Reproduce the data from its first line through the line containing "45 219 L 36", including both.

-- BEGIN Provided data --

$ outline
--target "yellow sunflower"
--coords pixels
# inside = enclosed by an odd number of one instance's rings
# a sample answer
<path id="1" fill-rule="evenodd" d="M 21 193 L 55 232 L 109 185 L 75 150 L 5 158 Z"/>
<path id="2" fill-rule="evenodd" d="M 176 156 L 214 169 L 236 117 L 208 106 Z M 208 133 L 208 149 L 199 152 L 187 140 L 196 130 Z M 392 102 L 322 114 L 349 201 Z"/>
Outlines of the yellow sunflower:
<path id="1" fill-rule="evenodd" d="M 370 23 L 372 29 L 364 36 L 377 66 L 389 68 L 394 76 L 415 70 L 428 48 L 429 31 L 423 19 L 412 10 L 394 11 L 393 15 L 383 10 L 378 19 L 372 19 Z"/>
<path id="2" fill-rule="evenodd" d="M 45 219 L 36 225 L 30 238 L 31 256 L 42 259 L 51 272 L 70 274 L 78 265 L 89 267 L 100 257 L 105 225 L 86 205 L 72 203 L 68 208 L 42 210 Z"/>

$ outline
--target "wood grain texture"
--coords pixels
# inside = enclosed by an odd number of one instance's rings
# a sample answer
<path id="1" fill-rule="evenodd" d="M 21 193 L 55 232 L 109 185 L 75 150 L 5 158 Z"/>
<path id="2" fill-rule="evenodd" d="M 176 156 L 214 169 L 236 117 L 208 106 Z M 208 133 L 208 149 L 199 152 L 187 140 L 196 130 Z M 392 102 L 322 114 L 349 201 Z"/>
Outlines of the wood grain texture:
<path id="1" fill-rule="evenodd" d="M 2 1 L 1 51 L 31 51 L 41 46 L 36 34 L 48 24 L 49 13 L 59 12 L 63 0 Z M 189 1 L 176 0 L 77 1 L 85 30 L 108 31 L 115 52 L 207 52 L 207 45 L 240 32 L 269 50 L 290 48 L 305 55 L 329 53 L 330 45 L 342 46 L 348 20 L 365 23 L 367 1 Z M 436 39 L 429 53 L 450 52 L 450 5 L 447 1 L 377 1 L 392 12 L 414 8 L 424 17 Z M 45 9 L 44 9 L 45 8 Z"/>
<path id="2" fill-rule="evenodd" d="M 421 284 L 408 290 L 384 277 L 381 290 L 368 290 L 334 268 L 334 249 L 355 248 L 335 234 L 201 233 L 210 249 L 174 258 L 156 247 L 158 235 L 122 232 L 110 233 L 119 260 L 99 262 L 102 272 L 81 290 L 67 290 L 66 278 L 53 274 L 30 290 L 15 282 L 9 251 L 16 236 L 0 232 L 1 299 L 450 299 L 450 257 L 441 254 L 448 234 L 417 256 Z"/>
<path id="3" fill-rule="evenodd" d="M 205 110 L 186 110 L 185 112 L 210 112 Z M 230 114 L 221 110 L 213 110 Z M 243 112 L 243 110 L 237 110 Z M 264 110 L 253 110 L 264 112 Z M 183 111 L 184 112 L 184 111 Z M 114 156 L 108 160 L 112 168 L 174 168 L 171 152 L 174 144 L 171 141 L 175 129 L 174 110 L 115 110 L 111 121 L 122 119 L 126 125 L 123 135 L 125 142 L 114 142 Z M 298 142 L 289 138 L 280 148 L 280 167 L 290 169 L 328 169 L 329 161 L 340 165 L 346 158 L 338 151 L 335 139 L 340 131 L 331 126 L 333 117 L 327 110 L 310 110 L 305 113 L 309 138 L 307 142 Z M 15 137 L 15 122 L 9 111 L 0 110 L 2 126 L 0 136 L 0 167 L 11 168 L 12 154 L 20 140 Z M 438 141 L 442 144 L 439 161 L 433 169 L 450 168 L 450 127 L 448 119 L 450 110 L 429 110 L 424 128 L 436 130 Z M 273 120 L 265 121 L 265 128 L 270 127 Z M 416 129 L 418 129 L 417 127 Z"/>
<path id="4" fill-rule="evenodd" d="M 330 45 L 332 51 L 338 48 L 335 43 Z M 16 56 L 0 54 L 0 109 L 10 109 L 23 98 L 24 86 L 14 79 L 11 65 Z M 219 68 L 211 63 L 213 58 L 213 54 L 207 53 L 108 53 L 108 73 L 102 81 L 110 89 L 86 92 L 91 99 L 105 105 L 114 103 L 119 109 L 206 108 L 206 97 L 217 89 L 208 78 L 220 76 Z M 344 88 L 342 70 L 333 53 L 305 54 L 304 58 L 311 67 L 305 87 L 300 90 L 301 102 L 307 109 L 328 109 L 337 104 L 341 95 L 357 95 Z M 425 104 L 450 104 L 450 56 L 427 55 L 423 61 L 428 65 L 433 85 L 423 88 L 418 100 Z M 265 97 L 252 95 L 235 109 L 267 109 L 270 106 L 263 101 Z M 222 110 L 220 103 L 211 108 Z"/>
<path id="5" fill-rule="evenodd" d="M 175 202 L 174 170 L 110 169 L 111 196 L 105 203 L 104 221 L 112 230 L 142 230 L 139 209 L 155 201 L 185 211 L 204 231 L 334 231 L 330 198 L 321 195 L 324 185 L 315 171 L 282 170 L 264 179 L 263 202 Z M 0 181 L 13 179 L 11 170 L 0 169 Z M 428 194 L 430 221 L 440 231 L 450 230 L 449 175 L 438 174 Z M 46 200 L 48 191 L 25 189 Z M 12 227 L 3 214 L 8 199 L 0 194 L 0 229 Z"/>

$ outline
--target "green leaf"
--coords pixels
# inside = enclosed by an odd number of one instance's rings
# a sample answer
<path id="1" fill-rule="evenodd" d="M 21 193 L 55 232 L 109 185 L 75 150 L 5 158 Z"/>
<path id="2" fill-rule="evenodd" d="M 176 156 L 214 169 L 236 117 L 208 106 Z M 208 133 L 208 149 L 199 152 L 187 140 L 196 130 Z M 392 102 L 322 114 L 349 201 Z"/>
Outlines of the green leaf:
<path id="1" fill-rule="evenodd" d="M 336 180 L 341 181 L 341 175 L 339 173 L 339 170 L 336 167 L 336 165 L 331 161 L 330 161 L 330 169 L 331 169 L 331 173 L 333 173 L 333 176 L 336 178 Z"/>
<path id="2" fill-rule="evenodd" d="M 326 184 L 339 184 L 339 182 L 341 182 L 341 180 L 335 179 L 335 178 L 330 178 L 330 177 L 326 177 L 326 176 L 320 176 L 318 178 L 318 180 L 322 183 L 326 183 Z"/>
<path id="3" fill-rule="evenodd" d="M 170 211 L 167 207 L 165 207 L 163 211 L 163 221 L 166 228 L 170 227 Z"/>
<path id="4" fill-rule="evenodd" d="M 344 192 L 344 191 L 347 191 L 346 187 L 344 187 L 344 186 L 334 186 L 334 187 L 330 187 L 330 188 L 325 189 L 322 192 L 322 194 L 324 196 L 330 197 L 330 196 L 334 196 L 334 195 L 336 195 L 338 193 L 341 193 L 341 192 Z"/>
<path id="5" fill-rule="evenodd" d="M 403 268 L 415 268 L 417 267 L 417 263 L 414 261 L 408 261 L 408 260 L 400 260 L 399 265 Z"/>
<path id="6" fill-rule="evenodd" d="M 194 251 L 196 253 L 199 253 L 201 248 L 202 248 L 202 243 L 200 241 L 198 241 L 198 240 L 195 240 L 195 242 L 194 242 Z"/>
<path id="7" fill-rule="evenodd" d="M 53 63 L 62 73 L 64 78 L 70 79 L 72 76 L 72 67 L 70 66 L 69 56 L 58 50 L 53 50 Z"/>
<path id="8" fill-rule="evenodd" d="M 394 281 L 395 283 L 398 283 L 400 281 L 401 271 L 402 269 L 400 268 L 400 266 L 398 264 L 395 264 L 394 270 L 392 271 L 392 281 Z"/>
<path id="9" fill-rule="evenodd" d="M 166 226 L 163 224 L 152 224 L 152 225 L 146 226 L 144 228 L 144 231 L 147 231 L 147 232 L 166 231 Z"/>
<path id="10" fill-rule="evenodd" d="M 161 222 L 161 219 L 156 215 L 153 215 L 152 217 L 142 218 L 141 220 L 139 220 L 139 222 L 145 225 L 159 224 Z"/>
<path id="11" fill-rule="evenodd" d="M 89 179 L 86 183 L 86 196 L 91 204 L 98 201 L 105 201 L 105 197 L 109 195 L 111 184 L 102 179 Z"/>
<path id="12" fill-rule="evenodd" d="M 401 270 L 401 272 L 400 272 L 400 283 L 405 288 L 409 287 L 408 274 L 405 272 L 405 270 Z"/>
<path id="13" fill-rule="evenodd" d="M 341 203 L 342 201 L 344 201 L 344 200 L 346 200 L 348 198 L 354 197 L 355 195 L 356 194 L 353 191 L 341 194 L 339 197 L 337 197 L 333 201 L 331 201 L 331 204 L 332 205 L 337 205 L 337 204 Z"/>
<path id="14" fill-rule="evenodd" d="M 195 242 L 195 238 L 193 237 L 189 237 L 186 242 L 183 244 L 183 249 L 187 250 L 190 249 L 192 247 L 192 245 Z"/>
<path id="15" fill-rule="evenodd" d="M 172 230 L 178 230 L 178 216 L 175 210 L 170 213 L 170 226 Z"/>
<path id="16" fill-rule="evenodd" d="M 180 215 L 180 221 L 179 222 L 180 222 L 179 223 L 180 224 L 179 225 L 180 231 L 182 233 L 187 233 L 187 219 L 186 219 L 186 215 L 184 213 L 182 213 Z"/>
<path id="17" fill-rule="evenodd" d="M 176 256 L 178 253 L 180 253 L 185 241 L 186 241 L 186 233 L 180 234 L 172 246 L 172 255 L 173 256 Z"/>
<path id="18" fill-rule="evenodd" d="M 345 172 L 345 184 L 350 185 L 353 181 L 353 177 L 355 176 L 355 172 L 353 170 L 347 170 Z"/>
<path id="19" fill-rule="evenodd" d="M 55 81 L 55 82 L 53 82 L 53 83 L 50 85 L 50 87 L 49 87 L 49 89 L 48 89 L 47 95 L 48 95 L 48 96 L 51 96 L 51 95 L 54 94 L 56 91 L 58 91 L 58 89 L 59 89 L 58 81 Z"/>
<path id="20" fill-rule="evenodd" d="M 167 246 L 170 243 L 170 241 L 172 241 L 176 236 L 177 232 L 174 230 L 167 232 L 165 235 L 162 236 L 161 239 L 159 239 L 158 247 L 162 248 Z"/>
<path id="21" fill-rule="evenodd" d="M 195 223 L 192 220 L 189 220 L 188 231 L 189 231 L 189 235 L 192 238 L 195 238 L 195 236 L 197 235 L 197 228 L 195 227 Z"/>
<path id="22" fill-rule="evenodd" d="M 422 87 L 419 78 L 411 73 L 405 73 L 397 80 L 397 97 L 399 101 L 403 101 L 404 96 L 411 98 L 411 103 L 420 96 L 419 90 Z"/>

-- END Provided data --

__Output for this exercise__:
$ outline
--target "yellow sunflower"
--coords pixels
# inside = enclosed by an odd number of one instance's rings
# a sample answer
<path id="1" fill-rule="evenodd" d="M 21 193 L 55 232 L 109 185 L 75 150 L 5 158 Z"/>
<path id="2" fill-rule="evenodd" d="M 176 156 L 214 169 L 236 117 L 208 106 Z M 208 133 L 208 149 L 199 152 L 187 140 L 196 130 Z M 392 102 L 322 114 L 349 201 Z"/>
Outlines of the yellow sunflower:
<path id="1" fill-rule="evenodd" d="M 370 23 L 372 29 L 364 36 L 377 66 L 389 68 L 394 76 L 415 70 L 428 48 L 429 31 L 423 19 L 412 10 L 394 11 L 393 15 L 383 10 L 378 19 L 372 19 Z"/>
<path id="2" fill-rule="evenodd" d="M 45 219 L 36 225 L 30 238 L 31 256 L 42 259 L 51 272 L 70 274 L 78 265 L 89 267 L 100 257 L 105 225 L 86 205 L 72 203 L 68 208 L 42 210 Z"/>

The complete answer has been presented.